══ Records shown

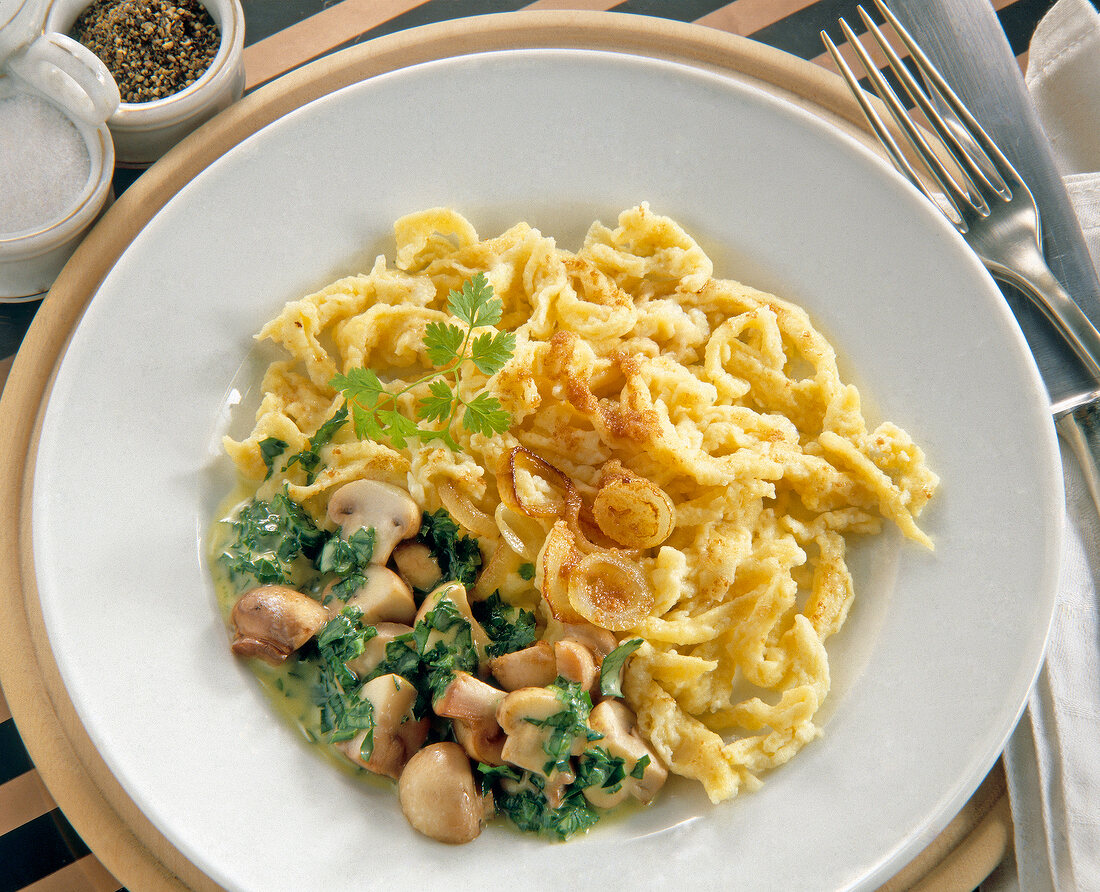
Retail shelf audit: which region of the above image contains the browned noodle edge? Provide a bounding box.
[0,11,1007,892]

════
══ Records shown

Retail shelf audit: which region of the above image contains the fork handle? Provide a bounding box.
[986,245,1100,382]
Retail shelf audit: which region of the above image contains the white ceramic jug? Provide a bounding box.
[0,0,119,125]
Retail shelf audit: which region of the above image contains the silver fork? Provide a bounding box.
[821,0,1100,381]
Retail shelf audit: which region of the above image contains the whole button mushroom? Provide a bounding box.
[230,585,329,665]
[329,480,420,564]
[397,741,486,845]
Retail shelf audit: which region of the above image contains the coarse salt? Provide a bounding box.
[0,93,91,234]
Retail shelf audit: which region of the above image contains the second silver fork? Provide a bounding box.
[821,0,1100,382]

════
══ Records shown

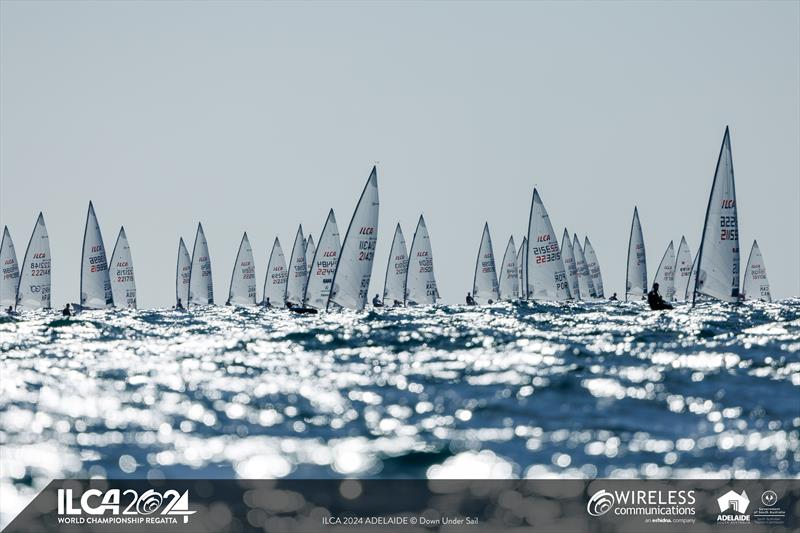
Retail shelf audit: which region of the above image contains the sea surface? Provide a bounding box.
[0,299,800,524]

════

# Instruction
Convert the records from the line containing "salt? Provide a bounding box." through the line containing "[0,93,91,234]", both included, into a Markdown table with the columns Row and Entry. Number each line in Row, put the line itself in Entry, and omit blank lines.

# Task result
| Row | Entry |
|---|---|
| 1 | Retail shelf audit: which region of the above image contains the coarse salt? Provide a bounding box. |
| 2 | [0,93,91,234] |